**Stated problem**
Rewrite the rows starting at the first one and ending at the line that contains "(1278, 309)", both included, with every coordinate in the answers scaled by 0.55 and rounded to a whole number, halves rounded up. Keep the requests as they are and leave the pictures out.

====== Source data ======

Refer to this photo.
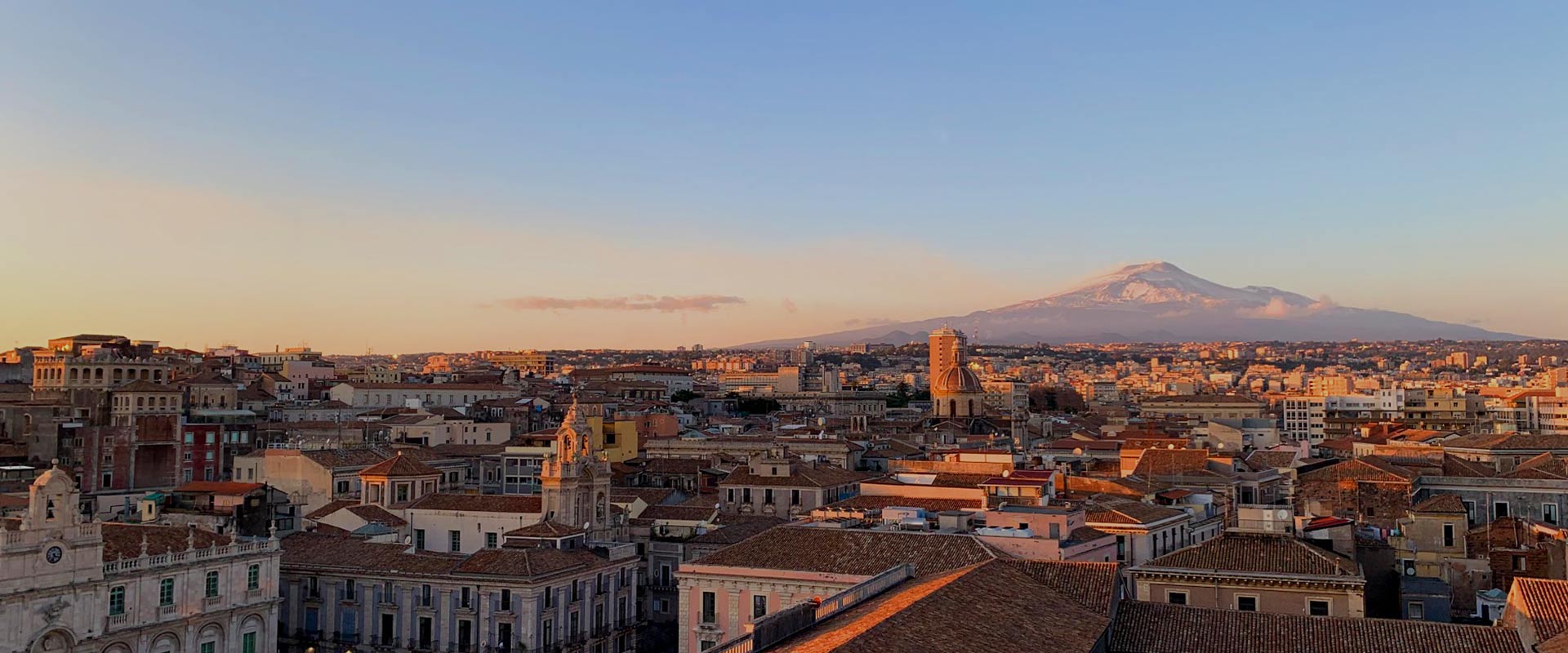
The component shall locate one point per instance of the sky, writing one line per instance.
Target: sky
(501, 175)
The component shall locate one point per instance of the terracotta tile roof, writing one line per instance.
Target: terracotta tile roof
(1544, 602)
(804, 475)
(1172, 462)
(546, 530)
(1165, 629)
(347, 458)
(1539, 467)
(530, 561)
(1272, 460)
(482, 387)
(124, 539)
(479, 503)
(1508, 442)
(1117, 509)
(314, 550)
(649, 495)
(376, 514)
(148, 387)
(400, 465)
(220, 487)
(1441, 504)
(681, 513)
(736, 528)
(933, 504)
(933, 614)
(850, 552)
(1090, 584)
(330, 509)
(1361, 469)
(1258, 553)
(453, 450)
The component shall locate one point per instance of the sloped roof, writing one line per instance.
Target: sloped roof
(866, 553)
(479, 503)
(1544, 602)
(1441, 504)
(1539, 467)
(400, 465)
(1143, 627)
(935, 614)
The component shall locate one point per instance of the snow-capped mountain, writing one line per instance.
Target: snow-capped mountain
(1162, 303)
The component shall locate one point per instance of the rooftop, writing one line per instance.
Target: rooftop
(862, 553)
(1167, 629)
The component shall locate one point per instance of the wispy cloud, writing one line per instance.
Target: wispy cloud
(661, 303)
(1278, 309)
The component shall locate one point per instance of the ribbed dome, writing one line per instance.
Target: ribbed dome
(957, 381)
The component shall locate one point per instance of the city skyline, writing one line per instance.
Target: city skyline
(507, 177)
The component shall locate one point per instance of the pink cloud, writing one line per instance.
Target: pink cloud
(661, 303)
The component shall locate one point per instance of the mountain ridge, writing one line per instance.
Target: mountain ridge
(1160, 303)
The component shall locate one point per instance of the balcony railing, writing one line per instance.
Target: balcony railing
(189, 557)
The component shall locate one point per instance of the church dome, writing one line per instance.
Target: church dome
(957, 381)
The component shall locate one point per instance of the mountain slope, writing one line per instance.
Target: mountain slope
(1162, 303)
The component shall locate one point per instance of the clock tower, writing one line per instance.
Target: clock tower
(52, 561)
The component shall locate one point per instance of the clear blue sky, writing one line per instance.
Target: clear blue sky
(1394, 155)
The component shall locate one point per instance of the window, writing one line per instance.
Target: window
(388, 627)
(117, 600)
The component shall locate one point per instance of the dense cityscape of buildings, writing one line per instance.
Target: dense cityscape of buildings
(883, 497)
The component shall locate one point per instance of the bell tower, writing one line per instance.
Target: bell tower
(574, 482)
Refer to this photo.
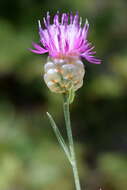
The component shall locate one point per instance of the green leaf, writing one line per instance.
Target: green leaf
(71, 95)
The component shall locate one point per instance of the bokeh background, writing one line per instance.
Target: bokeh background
(30, 157)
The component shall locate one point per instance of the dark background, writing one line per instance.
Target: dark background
(30, 158)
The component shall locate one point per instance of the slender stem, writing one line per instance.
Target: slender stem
(71, 143)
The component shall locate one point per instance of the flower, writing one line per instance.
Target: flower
(66, 42)
(65, 38)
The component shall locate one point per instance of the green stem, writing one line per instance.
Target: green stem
(71, 143)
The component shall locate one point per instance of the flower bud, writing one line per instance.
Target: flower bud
(63, 74)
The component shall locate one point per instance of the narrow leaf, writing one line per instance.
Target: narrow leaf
(59, 136)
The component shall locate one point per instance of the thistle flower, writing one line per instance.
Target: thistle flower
(66, 42)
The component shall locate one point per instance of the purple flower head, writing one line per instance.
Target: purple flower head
(65, 38)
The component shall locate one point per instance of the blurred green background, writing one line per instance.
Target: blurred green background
(30, 157)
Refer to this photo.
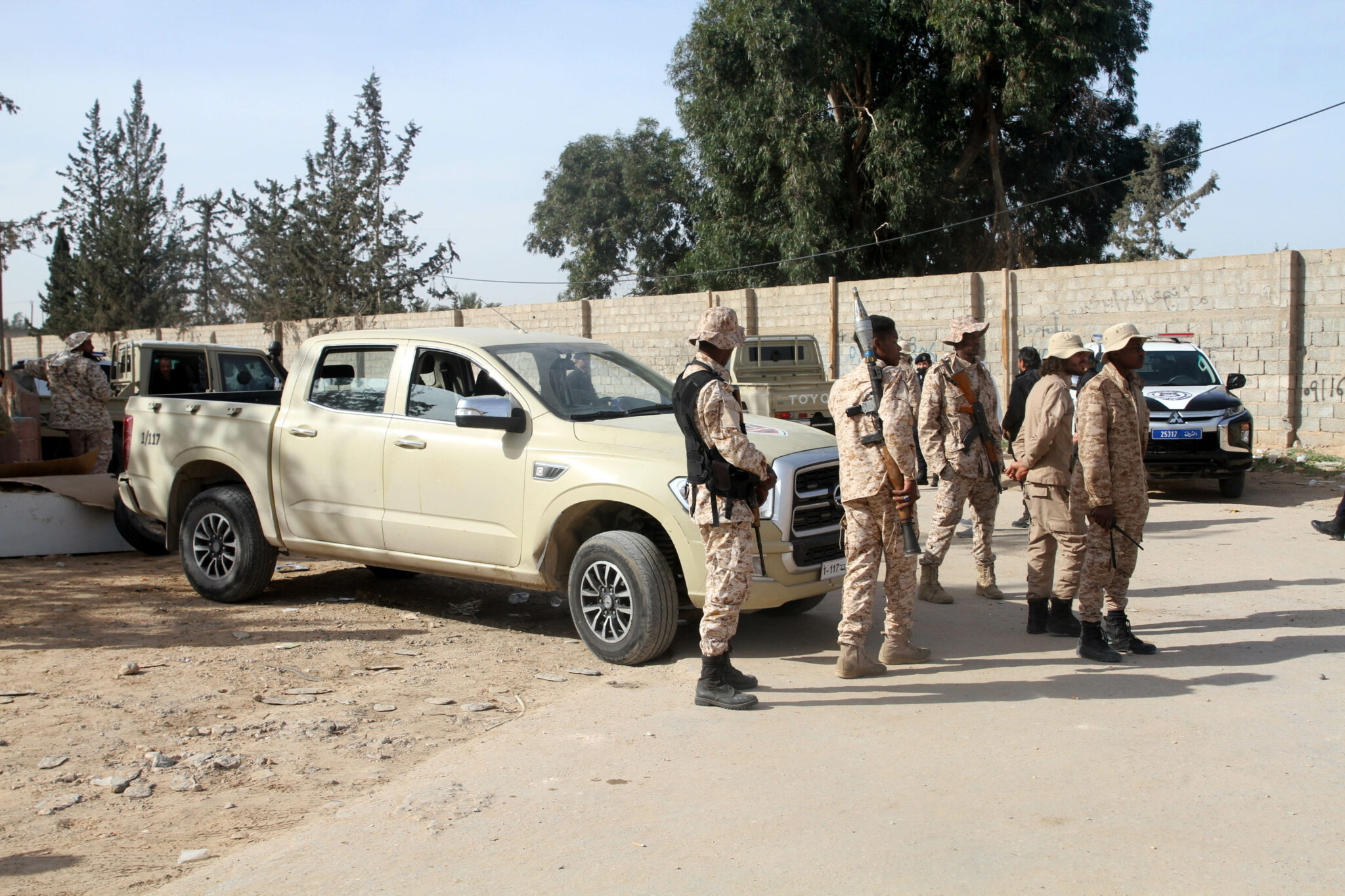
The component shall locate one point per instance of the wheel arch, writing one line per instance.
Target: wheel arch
(580, 522)
(191, 480)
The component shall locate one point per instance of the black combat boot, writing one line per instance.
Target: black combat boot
(1036, 616)
(735, 679)
(1061, 620)
(713, 691)
(1093, 645)
(1116, 628)
(1336, 527)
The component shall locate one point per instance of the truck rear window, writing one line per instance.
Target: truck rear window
(776, 354)
(353, 379)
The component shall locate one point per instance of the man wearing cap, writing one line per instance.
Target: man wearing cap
(963, 469)
(872, 528)
(1113, 422)
(711, 417)
(923, 363)
(1053, 489)
(79, 394)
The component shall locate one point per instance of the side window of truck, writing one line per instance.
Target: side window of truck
(245, 373)
(439, 379)
(177, 372)
(353, 378)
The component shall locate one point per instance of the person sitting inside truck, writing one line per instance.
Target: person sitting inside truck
(580, 382)
(169, 378)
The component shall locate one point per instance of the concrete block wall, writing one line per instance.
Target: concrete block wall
(1275, 317)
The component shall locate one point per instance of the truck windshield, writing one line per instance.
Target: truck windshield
(1169, 367)
(586, 382)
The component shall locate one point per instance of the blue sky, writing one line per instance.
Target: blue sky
(499, 88)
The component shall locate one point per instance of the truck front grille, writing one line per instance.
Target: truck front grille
(817, 550)
(816, 508)
(817, 479)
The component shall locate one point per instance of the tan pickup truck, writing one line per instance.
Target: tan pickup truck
(478, 454)
(782, 377)
(152, 367)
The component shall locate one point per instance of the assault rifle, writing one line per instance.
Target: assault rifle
(864, 339)
(981, 427)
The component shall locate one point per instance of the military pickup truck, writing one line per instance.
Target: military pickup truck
(782, 377)
(144, 367)
(478, 454)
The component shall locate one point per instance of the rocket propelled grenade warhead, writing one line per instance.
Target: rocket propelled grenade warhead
(862, 327)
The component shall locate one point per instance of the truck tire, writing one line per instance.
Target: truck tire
(1231, 486)
(141, 532)
(795, 608)
(223, 553)
(389, 572)
(623, 598)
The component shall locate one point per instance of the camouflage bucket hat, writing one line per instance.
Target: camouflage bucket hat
(963, 326)
(1064, 345)
(720, 328)
(1118, 336)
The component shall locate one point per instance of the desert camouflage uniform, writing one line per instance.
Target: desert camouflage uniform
(1055, 490)
(730, 545)
(79, 394)
(1113, 422)
(872, 528)
(963, 476)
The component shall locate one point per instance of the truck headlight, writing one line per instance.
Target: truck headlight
(682, 492)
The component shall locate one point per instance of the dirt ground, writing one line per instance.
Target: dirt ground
(72, 622)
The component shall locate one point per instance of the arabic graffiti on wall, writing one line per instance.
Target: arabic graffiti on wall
(1325, 389)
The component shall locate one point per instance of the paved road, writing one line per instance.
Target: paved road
(1007, 765)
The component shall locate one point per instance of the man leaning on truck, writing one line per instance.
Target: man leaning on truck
(79, 394)
(726, 476)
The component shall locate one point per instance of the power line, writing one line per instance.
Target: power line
(900, 237)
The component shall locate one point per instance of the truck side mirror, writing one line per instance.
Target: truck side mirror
(490, 413)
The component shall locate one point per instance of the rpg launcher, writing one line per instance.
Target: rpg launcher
(864, 339)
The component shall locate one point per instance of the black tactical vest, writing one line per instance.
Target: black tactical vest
(705, 467)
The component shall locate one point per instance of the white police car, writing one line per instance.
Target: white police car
(1197, 427)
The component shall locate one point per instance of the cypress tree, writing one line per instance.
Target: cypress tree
(61, 304)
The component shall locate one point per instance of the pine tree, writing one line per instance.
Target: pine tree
(61, 303)
(1157, 196)
(84, 214)
(146, 281)
(265, 253)
(127, 230)
(387, 272)
(211, 281)
(335, 244)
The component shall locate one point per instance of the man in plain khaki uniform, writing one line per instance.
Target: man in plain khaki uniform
(1055, 490)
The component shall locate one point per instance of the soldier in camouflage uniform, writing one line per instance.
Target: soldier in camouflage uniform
(872, 530)
(1113, 423)
(79, 395)
(1053, 489)
(963, 475)
(725, 523)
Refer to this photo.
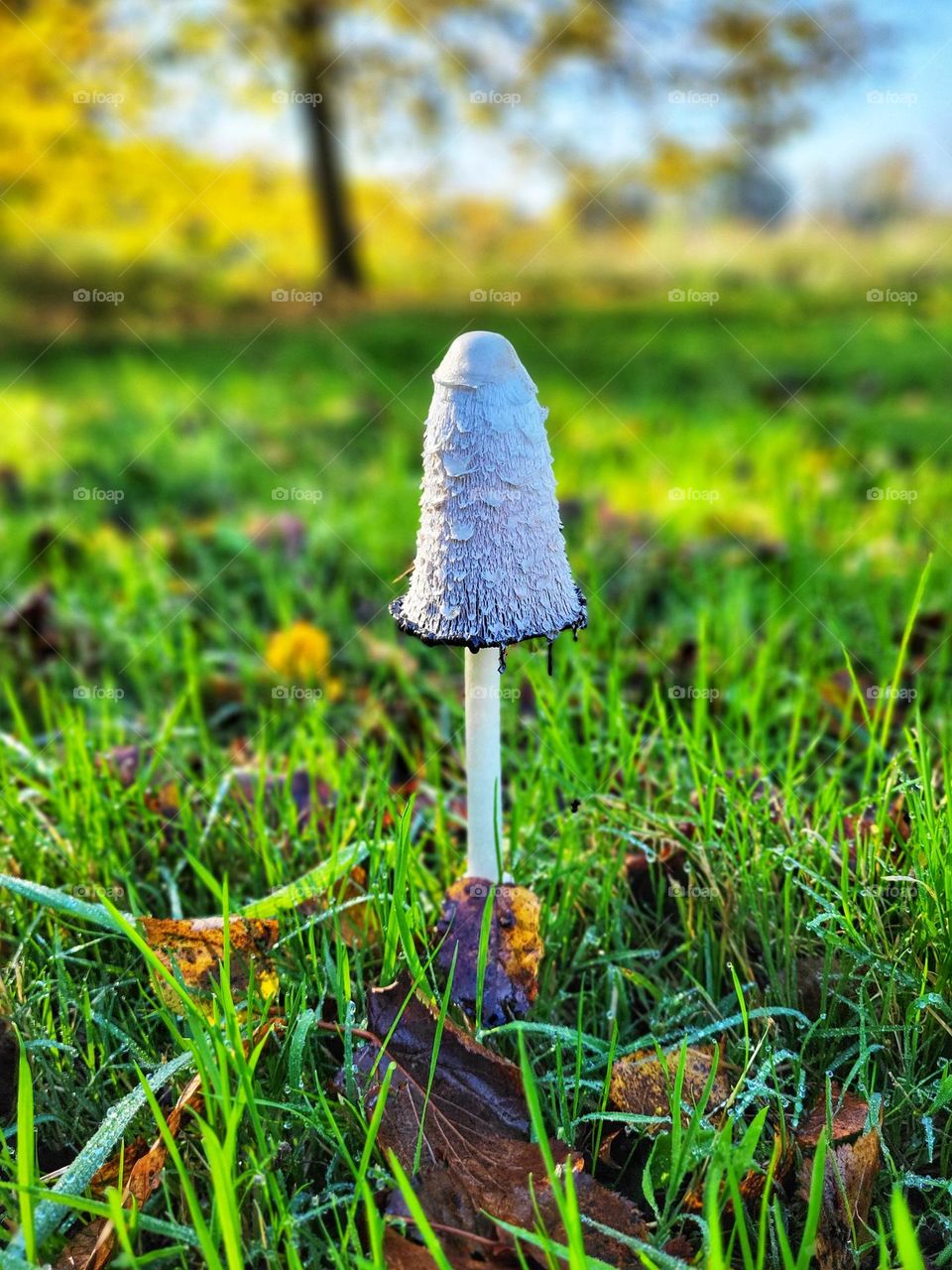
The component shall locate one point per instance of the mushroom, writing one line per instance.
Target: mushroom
(490, 567)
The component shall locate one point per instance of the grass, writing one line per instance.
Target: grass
(753, 610)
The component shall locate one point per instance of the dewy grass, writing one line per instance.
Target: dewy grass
(761, 668)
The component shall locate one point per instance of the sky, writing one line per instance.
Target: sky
(897, 99)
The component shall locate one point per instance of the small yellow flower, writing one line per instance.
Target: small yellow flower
(301, 653)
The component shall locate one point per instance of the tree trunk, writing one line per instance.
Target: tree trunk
(333, 212)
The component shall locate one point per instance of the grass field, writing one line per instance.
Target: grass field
(756, 498)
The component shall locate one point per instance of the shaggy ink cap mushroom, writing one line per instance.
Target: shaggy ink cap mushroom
(490, 567)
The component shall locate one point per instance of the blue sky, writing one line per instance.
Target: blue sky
(897, 99)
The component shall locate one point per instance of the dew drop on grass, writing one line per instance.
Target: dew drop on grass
(929, 1135)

======

**Solution to this task**
Refer to this photo.
The component shall locate one point per instance of the sky, writing one line per instance.
Target: sky
(276, 96)
The component shall locate one point per instance of the terracotta tile roof, writing one line per instance.
Target: terracotta tile roof
(849, 331)
(442, 261)
(645, 254)
(300, 292)
(641, 346)
(191, 252)
(846, 257)
(292, 309)
(700, 253)
(265, 213)
(68, 296)
(263, 277)
(829, 243)
(614, 280)
(173, 303)
(357, 272)
(207, 283)
(81, 213)
(220, 256)
(121, 268)
(793, 277)
(375, 282)
(405, 290)
(513, 277)
(513, 338)
(468, 304)
(600, 321)
(182, 280)
(749, 258)
(692, 304)
(249, 248)
The component shall locate one point per instance of the sloped roof, writing one line per instance.
Target: sloped roof
(476, 304)
(263, 277)
(849, 331)
(793, 277)
(846, 257)
(220, 256)
(629, 345)
(514, 338)
The component shall locate one point per instance of the snow-capped mountain, writing one line per instance.
Target: snow-capped mountain
(639, 167)
The component shall locate one point per instance of the rooftop, writing one line per instance.
Target: rooftop
(474, 304)
(642, 346)
The component shall locate one point per instance of the wispy cloud, writing one line per instance.
Target: wispy cloud
(364, 167)
(703, 170)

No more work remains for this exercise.